The Honquest funeral home in Northern Illinois receives about 30 calls for services a month.
In November, the home’s numbers nearly doubled.
Founder and funeral director Tim Honquest told CNN affiliate WREX the home received about 54 calls — 26 of which involved Covid-19 cases.
“This month of November was something I’ve never seen before,” he told the affiliate. “It was just crazy.”
With a refrigeration capacity of about 12 deceased, Honquest said the home, which is northeast of Chicago, had to turn a preparation room into a second refrigeration area to keep up.
“We ran out of space,” he told the news station. “We literally ran out of space.”
On November 18, Illinois Gov. J.B. Pritzker announced Covid-19 was the third leading cause of death in the state, behind heart disease and cancer. Between March and October, the governor had said, the virus took more lives than “the next two highest causes, strokes and accidents, combined.” And the fall surge was quickly proving significantly worse — and deadlier — than the one that came in the summertime.
“In August, we were losing on average 14 people per day to this horrible disease,” the governor had said. “Today, that number is 83.”

= Given records =
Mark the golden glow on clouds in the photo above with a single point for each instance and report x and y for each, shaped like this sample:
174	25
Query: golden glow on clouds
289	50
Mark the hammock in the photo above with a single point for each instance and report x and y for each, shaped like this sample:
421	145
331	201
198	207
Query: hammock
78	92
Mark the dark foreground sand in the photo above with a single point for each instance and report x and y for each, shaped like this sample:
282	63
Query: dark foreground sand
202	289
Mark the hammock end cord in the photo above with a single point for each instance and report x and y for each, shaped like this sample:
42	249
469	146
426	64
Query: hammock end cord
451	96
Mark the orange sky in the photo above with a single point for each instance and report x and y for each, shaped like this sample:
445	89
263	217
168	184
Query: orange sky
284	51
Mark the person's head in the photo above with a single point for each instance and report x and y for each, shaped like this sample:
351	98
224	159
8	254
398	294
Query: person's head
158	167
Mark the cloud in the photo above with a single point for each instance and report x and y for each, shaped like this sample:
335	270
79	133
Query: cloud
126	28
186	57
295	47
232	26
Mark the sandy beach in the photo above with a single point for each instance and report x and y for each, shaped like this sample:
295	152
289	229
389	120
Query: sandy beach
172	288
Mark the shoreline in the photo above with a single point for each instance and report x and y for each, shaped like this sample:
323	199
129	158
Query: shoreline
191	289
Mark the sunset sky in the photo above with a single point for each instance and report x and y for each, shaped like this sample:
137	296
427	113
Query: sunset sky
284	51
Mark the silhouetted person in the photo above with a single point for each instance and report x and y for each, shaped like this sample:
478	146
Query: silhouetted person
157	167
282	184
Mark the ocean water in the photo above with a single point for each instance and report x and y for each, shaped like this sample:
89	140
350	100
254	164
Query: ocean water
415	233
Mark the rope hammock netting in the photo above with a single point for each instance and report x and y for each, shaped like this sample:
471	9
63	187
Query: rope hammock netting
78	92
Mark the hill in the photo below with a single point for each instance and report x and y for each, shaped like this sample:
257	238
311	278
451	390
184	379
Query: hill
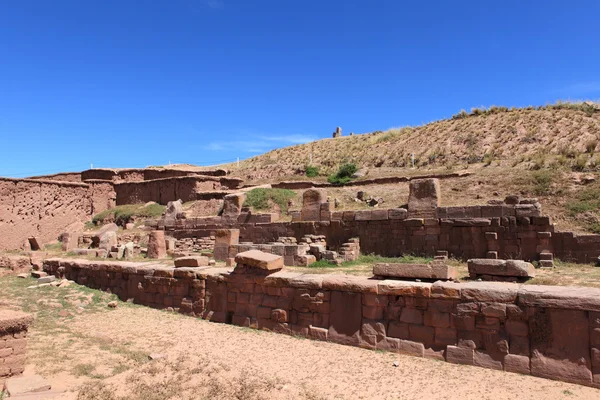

= Work instruction 1 =
List every cause of death named in the Illinois funeral home article.
= Work instruction 2 =
Translate this sentence from the Illinois funeral home article into Spanish: "In November, the home's numbers nearly doubled."
= Work instruction 3 =
Carry on the Illinois funeral home article from its final sentence.

= Answer section 1 =
Covid-19, heart disease, cancer, strokes, accidents

= Answer section 2 =
En noviembre, las cifras de la funeraria casi se duplicaron.

= Answer section 3 =
And more than 5,600 Covid-19 patients remain hospitalized across the state — about 1,170 of whom were in intensive care units, state health officials announced on December 3.
The coronavirus has changed much about how Americans — and people everywhere — live, and it has had a particular impact on the funeral industry, which must receive and handle the bodies of those who die of the virus. One change has simply been the number of people funeral homes have had to bury.
Scott Olson, president and funeral director of the Olson funeral home, also in Northern Illinois, told WREX they were also seeing an uptick in numbers.
“From our perspective as funeral directors, we want to make this time as comfortable and as comforting as we can,” said Olson.
But it’s been a very hard time “on everybody,” he told the affiliate.
“It’s super hard on us to see our families, because we kind of grieve along with them in many cases, you know, and see them going through that process.”